[Begin DATA EXCERPTS]

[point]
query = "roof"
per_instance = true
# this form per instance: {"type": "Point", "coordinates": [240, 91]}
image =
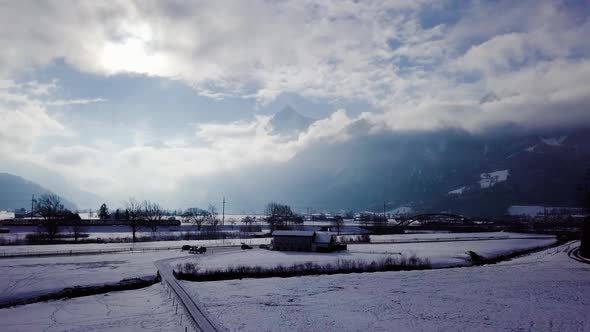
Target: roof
{"type": "Point", "coordinates": [323, 237]}
{"type": "Point", "coordinates": [293, 233]}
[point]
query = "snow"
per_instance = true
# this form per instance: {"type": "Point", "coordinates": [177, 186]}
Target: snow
{"type": "Point", "coordinates": [441, 254]}
{"type": "Point", "coordinates": [96, 247]}
{"type": "Point", "coordinates": [401, 210]}
{"type": "Point", "coordinates": [491, 179]}
{"type": "Point", "coordinates": [446, 236]}
{"type": "Point", "coordinates": [458, 191]}
{"type": "Point", "coordinates": [293, 233]}
{"type": "Point", "coordinates": [554, 141]}
{"type": "Point", "coordinates": [546, 291]}
{"type": "Point", "coordinates": [534, 210]}
{"type": "Point", "coordinates": [23, 278]}
{"type": "Point", "coordinates": [147, 309]}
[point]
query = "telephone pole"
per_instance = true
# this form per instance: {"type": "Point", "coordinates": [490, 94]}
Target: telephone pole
{"type": "Point", "coordinates": [223, 213]}
{"type": "Point", "coordinates": [32, 200]}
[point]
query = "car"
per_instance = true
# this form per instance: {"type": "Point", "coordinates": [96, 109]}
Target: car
{"type": "Point", "coordinates": [197, 250]}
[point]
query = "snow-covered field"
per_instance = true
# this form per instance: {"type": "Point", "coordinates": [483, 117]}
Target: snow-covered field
{"type": "Point", "coordinates": [452, 236]}
{"type": "Point", "coordinates": [441, 254]}
{"type": "Point", "coordinates": [23, 278]}
{"type": "Point", "coordinates": [546, 291]}
{"type": "Point", "coordinates": [147, 309]}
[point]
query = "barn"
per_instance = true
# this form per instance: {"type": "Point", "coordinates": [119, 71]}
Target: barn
{"type": "Point", "coordinates": [293, 240]}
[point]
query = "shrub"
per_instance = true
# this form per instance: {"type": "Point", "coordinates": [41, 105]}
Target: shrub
{"type": "Point", "coordinates": [191, 271]}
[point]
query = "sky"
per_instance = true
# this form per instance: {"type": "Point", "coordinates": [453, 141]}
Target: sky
{"type": "Point", "coordinates": [131, 98]}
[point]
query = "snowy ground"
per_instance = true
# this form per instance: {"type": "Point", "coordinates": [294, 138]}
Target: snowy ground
{"type": "Point", "coordinates": [24, 249]}
{"type": "Point", "coordinates": [441, 254]}
{"type": "Point", "coordinates": [147, 309]}
{"type": "Point", "coordinates": [546, 291]}
{"type": "Point", "coordinates": [23, 278]}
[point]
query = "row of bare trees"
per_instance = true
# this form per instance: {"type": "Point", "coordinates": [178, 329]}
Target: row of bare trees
{"type": "Point", "coordinates": [200, 217]}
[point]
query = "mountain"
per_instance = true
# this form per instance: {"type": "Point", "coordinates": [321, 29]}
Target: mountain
{"type": "Point", "coordinates": [289, 123]}
{"type": "Point", "coordinates": [16, 193]}
{"type": "Point", "coordinates": [53, 181]}
{"type": "Point", "coordinates": [477, 174]}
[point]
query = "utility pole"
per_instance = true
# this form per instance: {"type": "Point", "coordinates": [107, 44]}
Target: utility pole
{"type": "Point", "coordinates": [223, 213]}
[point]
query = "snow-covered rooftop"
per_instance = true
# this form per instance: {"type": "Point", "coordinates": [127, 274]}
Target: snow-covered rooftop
{"type": "Point", "coordinates": [293, 233]}
{"type": "Point", "coordinates": [323, 237]}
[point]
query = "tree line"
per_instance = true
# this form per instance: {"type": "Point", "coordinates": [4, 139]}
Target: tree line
{"type": "Point", "coordinates": [150, 215]}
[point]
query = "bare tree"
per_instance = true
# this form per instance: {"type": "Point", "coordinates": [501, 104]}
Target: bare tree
{"type": "Point", "coordinates": [153, 214]}
{"type": "Point", "coordinates": [195, 216]}
{"type": "Point", "coordinates": [212, 214]}
{"type": "Point", "coordinates": [278, 215]}
{"type": "Point", "coordinates": [50, 208]}
{"type": "Point", "coordinates": [133, 213]}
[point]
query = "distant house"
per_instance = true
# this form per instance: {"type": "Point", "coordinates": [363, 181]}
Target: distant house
{"type": "Point", "coordinates": [305, 241]}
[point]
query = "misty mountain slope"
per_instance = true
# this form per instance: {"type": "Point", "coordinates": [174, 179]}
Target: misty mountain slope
{"type": "Point", "coordinates": [419, 169]}
{"type": "Point", "coordinates": [16, 192]}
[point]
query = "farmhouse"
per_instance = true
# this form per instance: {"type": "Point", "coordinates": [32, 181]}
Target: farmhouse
{"type": "Point", "coordinates": [305, 241]}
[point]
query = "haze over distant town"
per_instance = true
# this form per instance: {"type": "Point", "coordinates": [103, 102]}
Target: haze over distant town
{"type": "Point", "coordinates": [294, 165]}
{"type": "Point", "coordinates": [185, 102]}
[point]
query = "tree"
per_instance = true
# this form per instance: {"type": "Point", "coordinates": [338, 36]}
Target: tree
{"type": "Point", "coordinates": [338, 222]}
{"type": "Point", "coordinates": [152, 213]}
{"type": "Point", "coordinates": [50, 208]}
{"type": "Point", "coordinates": [133, 213]}
{"type": "Point", "coordinates": [77, 226]}
{"type": "Point", "coordinates": [195, 216]}
{"type": "Point", "coordinates": [103, 212]}
{"type": "Point", "coordinates": [278, 215]}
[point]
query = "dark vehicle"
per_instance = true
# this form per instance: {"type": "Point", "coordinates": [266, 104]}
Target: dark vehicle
{"type": "Point", "coordinates": [197, 250]}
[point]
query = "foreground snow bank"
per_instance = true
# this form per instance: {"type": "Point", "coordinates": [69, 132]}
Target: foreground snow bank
{"type": "Point", "coordinates": [546, 291]}
{"type": "Point", "coordinates": [26, 278]}
{"type": "Point", "coordinates": [439, 254]}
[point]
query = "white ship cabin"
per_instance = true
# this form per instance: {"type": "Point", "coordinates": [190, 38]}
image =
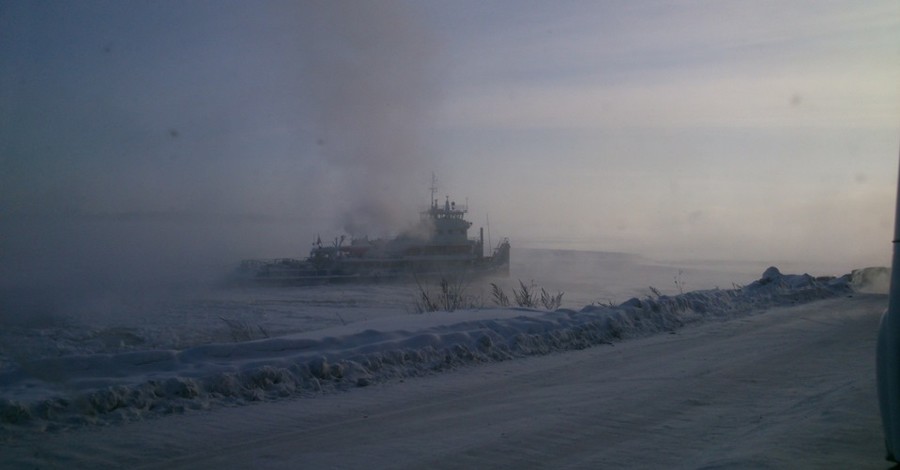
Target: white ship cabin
{"type": "Point", "coordinates": [450, 225]}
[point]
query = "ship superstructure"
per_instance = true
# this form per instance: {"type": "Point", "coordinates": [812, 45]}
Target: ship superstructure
{"type": "Point", "coordinates": [439, 246]}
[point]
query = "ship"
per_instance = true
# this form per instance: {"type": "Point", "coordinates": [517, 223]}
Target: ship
{"type": "Point", "coordinates": [438, 247]}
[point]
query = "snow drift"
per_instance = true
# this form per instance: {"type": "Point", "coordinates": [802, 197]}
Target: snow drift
{"type": "Point", "coordinates": [60, 392]}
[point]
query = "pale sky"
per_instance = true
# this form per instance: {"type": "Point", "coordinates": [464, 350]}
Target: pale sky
{"type": "Point", "coordinates": [737, 130]}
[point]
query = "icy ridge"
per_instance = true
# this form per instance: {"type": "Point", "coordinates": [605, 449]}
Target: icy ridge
{"type": "Point", "coordinates": [105, 388]}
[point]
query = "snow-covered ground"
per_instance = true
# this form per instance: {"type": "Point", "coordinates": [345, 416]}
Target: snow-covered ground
{"type": "Point", "coordinates": [115, 362]}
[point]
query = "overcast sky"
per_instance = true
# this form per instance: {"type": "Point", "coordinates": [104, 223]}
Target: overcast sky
{"type": "Point", "coordinates": [752, 130]}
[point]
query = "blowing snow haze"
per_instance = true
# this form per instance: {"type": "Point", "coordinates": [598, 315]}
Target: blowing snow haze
{"type": "Point", "coordinates": [158, 142]}
{"type": "Point", "coordinates": [166, 140]}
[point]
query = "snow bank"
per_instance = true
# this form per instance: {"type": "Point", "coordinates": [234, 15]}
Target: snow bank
{"type": "Point", "coordinates": [60, 392]}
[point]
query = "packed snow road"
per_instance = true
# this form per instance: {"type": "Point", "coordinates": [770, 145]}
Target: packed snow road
{"type": "Point", "coordinates": [787, 388]}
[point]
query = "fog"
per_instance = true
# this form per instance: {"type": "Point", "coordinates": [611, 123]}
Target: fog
{"type": "Point", "coordinates": [159, 143]}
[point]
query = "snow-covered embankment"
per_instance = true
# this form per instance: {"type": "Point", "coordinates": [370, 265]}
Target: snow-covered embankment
{"type": "Point", "coordinates": [53, 393]}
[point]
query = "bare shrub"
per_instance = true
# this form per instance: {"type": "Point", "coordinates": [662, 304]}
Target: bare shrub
{"type": "Point", "coordinates": [499, 296]}
{"type": "Point", "coordinates": [551, 301]}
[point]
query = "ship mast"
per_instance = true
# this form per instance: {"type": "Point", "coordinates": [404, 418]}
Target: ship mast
{"type": "Point", "coordinates": [433, 201]}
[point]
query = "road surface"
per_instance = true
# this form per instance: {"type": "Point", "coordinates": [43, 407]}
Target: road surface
{"type": "Point", "coordinates": [788, 388]}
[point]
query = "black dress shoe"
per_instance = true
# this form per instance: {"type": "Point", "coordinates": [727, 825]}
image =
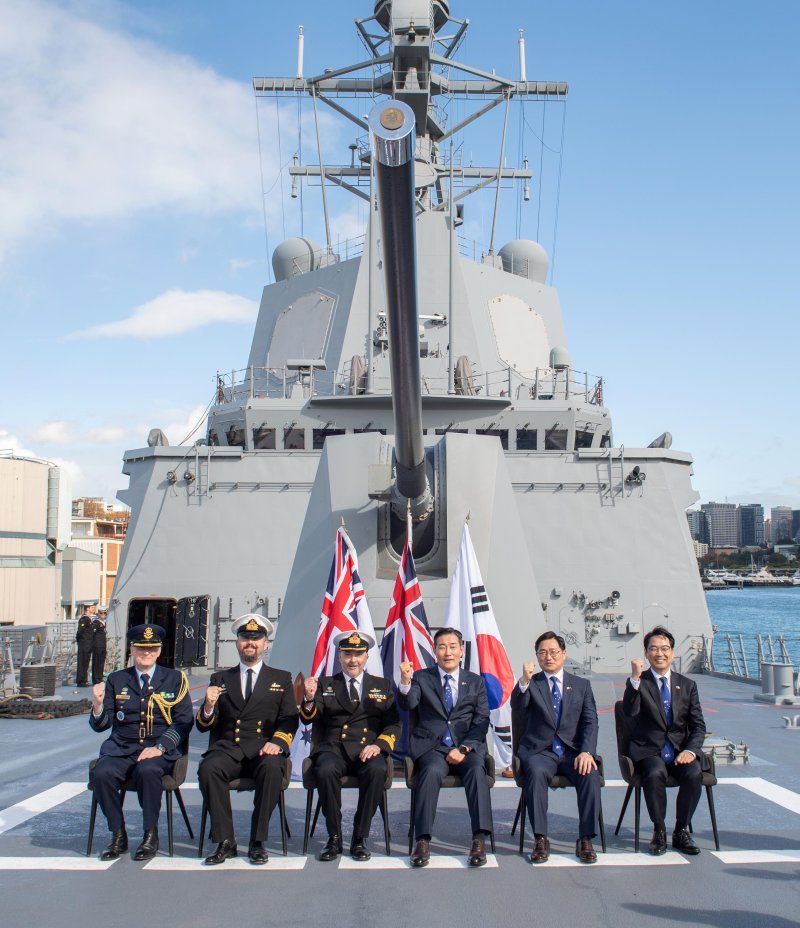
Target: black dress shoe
{"type": "Point", "coordinates": [541, 850]}
{"type": "Point", "coordinates": [225, 850]}
{"type": "Point", "coordinates": [477, 852]}
{"type": "Point", "coordinates": [421, 855]}
{"type": "Point", "coordinates": [658, 843]}
{"type": "Point", "coordinates": [118, 845]}
{"type": "Point", "coordinates": [584, 851]}
{"type": "Point", "coordinates": [257, 853]}
{"type": "Point", "coordinates": [359, 849]}
{"type": "Point", "coordinates": [149, 845]}
{"type": "Point", "coordinates": [682, 841]}
{"type": "Point", "coordinates": [332, 849]}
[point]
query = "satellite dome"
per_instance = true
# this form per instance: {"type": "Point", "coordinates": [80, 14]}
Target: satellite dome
{"type": "Point", "coordinates": [295, 256]}
{"type": "Point", "coordinates": [526, 259]}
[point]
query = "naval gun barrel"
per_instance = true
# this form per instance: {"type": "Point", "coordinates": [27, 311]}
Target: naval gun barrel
{"type": "Point", "coordinates": [393, 142]}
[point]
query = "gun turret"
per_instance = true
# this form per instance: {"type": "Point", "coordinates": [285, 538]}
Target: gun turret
{"type": "Point", "coordinates": [392, 131]}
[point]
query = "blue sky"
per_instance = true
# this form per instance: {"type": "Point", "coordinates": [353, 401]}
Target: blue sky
{"type": "Point", "coordinates": [132, 240]}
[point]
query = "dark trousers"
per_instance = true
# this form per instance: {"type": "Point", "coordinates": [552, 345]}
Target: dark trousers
{"type": "Point", "coordinates": [329, 768]}
{"type": "Point", "coordinates": [539, 769]}
{"type": "Point", "coordinates": [653, 772]}
{"type": "Point", "coordinates": [98, 664]}
{"type": "Point", "coordinates": [431, 769]}
{"type": "Point", "coordinates": [84, 656]}
{"type": "Point", "coordinates": [111, 772]}
{"type": "Point", "coordinates": [216, 771]}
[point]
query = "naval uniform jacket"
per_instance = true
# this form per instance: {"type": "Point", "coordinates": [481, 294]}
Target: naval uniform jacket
{"type": "Point", "coordinates": [337, 721]}
{"type": "Point", "coordinates": [537, 727]}
{"type": "Point", "coordinates": [650, 729]}
{"type": "Point", "coordinates": [241, 729]}
{"type": "Point", "coordinates": [468, 722]}
{"type": "Point", "coordinates": [125, 709]}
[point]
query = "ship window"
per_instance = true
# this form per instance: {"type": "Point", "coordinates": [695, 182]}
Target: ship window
{"type": "Point", "coordinates": [526, 439]}
{"type": "Point", "coordinates": [294, 439]}
{"type": "Point", "coordinates": [264, 439]}
{"type": "Point", "coordinates": [502, 434]}
{"type": "Point", "coordinates": [319, 436]}
{"type": "Point", "coordinates": [555, 439]}
{"type": "Point", "coordinates": [235, 437]}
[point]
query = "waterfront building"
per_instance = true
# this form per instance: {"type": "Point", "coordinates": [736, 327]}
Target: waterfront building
{"type": "Point", "coordinates": [722, 522]}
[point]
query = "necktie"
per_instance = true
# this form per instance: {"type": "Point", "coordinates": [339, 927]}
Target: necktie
{"type": "Point", "coordinates": [558, 744]}
{"type": "Point", "coordinates": [447, 693]}
{"type": "Point", "coordinates": [667, 752]}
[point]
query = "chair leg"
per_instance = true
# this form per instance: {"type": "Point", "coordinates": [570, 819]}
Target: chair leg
{"type": "Point", "coordinates": [602, 825]}
{"type": "Point", "coordinates": [309, 801]}
{"type": "Point", "coordinates": [628, 792]}
{"type": "Point", "coordinates": [203, 819]}
{"type": "Point", "coordinates": [284, 826]}
{"type": "Point", "coordinates": [169, 822]}
{"type": "Point", "coordinates": [182, 807]}
{"type": "Point", "coordinates": [92, 818]}
{"type": "Point", "coordinates": [411, 823]}
{"type": "Point", "coordinates": [713, 814]}
{"type": "Point", "coordinates": [384, 807]}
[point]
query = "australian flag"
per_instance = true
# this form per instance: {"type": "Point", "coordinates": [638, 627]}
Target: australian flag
{"type": "Point", "coordinates": [407, 636]}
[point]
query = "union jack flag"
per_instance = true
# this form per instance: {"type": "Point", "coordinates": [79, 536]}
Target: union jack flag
{"type": "Point", "coordinates": [344, 609]}
{"type": "Point", "coordinates": [407, 636]}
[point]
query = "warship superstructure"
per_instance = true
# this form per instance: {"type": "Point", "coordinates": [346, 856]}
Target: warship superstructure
{"type": "Point", "coordinates": [411, 371]}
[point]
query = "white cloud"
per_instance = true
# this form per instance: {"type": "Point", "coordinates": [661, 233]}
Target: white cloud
{"type": "Point", "coordinates": [55, 432]}
{"type": "Point", "coordinates": [98, 125]}
{"type": "Point", "coordinates": [174, 312]}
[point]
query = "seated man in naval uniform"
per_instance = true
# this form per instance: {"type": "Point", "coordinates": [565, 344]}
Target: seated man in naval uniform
{"type": "Point", "coordinates": [667, 738]}
{"type": "Point", "coordinates": [560, 736]}
{"type": "Point", "coordinates": [452, 719]}
{"type": "Point", "coordinates": [251, 714]}
{"type": "Point", "coordinates": [149, 711]}
{"type": "Point", "coordinates": [356, 723]}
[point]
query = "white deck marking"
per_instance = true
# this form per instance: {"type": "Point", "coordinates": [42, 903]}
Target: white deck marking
{"type": "Point", "coordinates": [778, 794]}
{"type": "Point", "coordinates": [758, 857]}
{"type": "Point", "coordinates": [41, 802]}
{"type": "Point", "coordinates": [242, 864]}
{"type": "Point", "coordinates": [54, 863]}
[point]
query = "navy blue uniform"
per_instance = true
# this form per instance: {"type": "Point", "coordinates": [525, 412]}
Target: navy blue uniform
{"type": "Point", "coordinates": [137, 722]}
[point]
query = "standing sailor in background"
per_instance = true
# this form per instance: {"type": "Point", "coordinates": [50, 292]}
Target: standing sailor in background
{"type": "Point", "coordinates": [99, 644]}
{"type": "Point", "coordinates": [84, 636]}
{"type": "Point", "coordinates": [667, 739]}
{"type": "Point", "coordinates": [149, 711]}
{"type": "Point", "coordinates": [356, 724]}
{"type": "Point", "coordinates": [251, 714]}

[End DATA EXCERPTS]

Identify every line in the records above that contains the string "deck" and copy each one. Case counts.

SOLUTION TO THE PROBLEM:
query = "white deck marking"
Target: white deck marking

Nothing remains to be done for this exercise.